(Goal a) Please list every line of the rows that contains the word "hands".

(Document passage)
☆ ☆ ☆

Setting Aside Transactions | Directors’ Breach of their Duties

Directors breach of their duties – Case Note:  Allco Funds Management Limited (Receivers and Managers Appointed) (In Liquidation) –v – Trust Company (RE Services) Limited (in its capacity as responsible entity and trustee of the Australian Wholesale Property Fund) [2014] NSWSC 1251.

In this case, the Supreme Court of New South Wales considered whether a director breached their duty to act in the best interests of the company under their care and consequently, whether a conflict of interest occurred.

We consider this case has relevant considerations for both “for-profit” companies and “not-for-profit” companies.

1.Brief Relevant Facts

Allco Funds Management Limited (“AFML”) held 109,687,077 units (valued at “$1.00 per unit”) in Australian Wholesale Property Fund (“AWPF”), a Registered Management Scheme.

Record Funds Management Limited (“RFML”) was the responsible entity of AWPF from 1 July 2006 to 23 February 2009.

Both RFML and AFML were subsidiaries of the Allco Financial Group Limited (“Allco”). Further, both AFML and RFML had common directors who sat on both boards.

On 15 December 2006, AFML entered in a Loan Agreement with RMFL, on agreed terms that AFML loaned RMFL the sum of $109,687,077 (“the Loan Agreement”). The Loan Agreement had a fixed repayment date of 31 January 2009 (“the fixed repayment rate”). This transaction was entered into by AFML in order to manage stamp duty obligations.

RFML used the loan advance to redeem AFML’s units. Consequently, AFML was no longer a unit holder of AWPF, as its beneficial equity interest was converted into a loan.

Following entry into the Loan Agreement, “its terms and effect were perceived to be somewhat problematic”.

On 1 February 2007, AFML and RFML executed a Deed of Amendment which varied the Loan Agreement. These amendments effectively deferred the repayment of the loan to a “variable repayment date” subject to the satisfaction of various pre-conditions. This new repayment date was described by the Court as “not arrived and, by all accounts, is not imminent.”

On 23 February 2009, RFML ceased to be the responsible entity for the AWPF, and the Defendant, Trust Company (RE Services) Limited (“TCL”), was the new the responsible entity for the AWPF.

Subsequent to the events of the Global Financial Crisis, the creditors of Allco resolved to place almost all of the companies in its structure into liquidation on 26 May 2009[1].

☆ ☆ ☆

(Record excerpts)
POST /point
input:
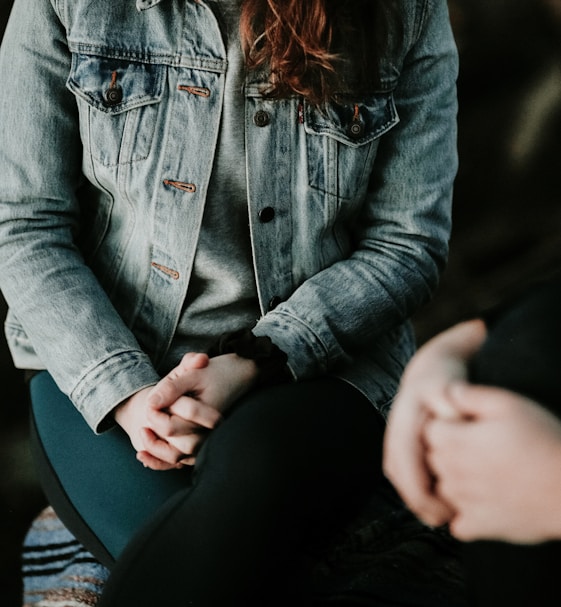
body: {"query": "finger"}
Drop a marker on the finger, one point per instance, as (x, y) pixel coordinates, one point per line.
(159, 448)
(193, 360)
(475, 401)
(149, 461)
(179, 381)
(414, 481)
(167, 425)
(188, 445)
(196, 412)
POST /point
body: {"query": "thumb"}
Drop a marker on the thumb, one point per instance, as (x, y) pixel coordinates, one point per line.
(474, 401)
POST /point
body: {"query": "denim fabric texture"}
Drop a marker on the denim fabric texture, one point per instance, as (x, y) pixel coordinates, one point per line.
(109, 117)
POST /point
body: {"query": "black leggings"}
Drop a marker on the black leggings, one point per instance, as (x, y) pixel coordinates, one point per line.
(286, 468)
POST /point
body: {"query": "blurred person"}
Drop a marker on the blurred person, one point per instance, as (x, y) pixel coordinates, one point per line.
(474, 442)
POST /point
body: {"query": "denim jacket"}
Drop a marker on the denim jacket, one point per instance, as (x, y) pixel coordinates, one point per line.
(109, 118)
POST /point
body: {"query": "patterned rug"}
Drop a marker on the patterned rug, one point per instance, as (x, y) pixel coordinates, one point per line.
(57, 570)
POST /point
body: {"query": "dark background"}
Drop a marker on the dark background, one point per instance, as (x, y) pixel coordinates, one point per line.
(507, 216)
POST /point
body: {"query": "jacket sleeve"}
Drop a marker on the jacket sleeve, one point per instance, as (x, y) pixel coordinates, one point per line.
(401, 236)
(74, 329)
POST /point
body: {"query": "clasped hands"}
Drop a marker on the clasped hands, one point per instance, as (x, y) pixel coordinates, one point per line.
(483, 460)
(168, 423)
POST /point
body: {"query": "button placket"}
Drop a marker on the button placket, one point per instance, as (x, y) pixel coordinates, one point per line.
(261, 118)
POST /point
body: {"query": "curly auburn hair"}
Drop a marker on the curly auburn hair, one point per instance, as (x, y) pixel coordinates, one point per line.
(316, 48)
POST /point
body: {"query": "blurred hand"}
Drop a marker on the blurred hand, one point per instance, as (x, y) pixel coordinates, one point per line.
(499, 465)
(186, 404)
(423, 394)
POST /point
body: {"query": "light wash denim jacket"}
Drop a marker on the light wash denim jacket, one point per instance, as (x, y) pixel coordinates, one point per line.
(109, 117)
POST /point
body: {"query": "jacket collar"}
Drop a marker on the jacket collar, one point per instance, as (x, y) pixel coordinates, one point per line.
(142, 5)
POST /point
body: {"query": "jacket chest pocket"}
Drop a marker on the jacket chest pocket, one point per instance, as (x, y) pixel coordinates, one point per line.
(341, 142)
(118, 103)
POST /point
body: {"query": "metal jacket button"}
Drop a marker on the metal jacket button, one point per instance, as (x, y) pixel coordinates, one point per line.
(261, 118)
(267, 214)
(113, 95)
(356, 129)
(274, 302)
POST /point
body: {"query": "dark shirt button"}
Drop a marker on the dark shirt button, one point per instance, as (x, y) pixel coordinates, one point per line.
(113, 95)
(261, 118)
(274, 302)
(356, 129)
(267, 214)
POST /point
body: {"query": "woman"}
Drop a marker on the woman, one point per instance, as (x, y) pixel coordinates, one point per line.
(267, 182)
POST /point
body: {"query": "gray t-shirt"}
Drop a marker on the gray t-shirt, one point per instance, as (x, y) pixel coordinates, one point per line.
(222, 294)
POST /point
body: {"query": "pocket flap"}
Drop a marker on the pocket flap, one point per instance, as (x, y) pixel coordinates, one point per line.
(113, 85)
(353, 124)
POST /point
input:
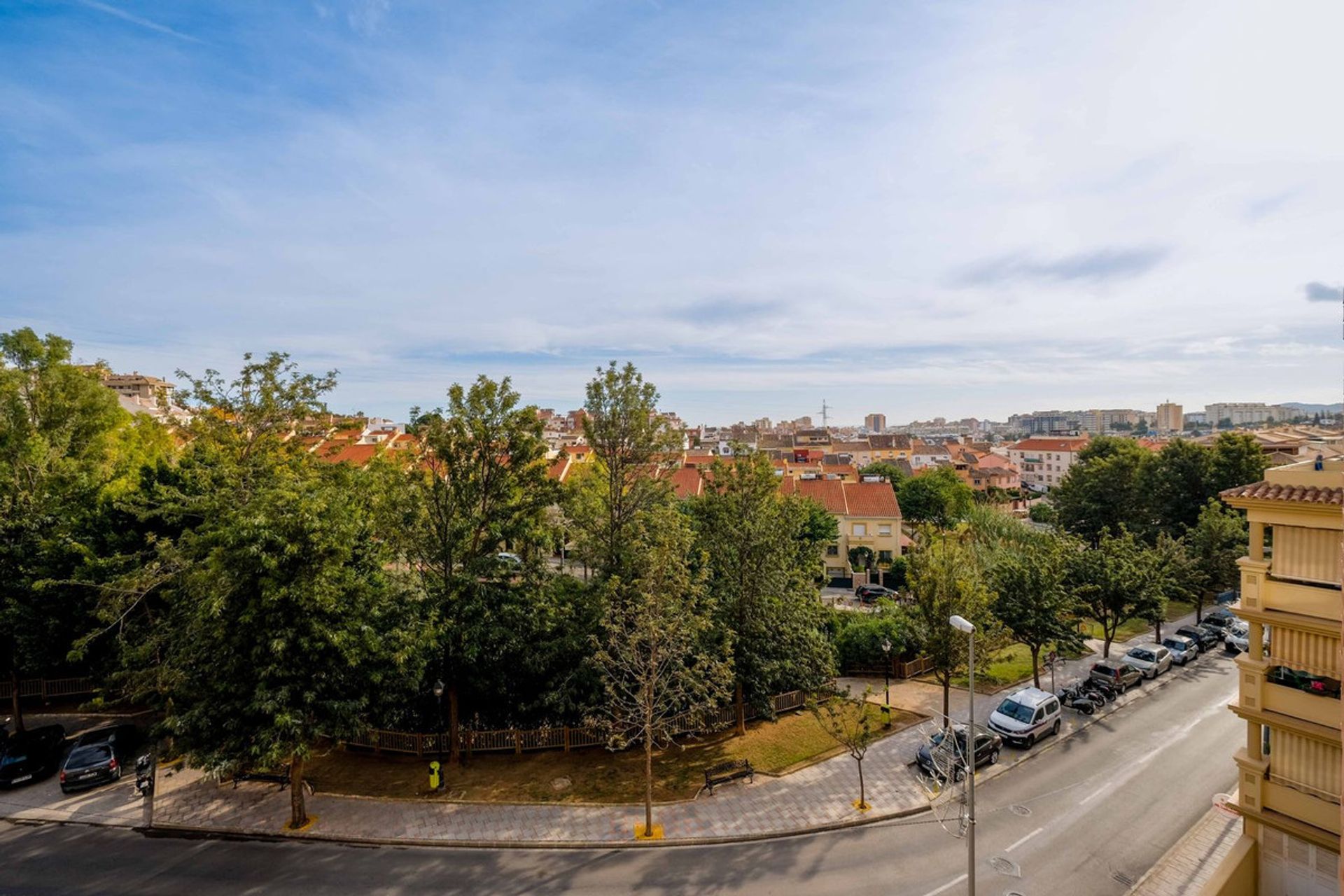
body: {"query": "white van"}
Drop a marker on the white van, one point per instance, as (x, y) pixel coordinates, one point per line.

☆ ☆ ☆

(Goal b)
Answer these questions using the case note:
(i) How many units did AFML hold in AWPF?
(ii) Which company was the responsible entity of AWPF from 1 July 2006 to 23 February 2009?
(iii) On what date did AFML and RFML execute the Deed of Amendment?

(Correct answer a)
body: {"query": "clasped hands"}
Drop a marker on the clasped hands, one point per instance, as (x, y) pixel coordinates, one point per line.

(Correct answer b)
(i) 109,687,077 units
(ii) Record Funds Management Limited (RFML)
(iii) 1 February 2007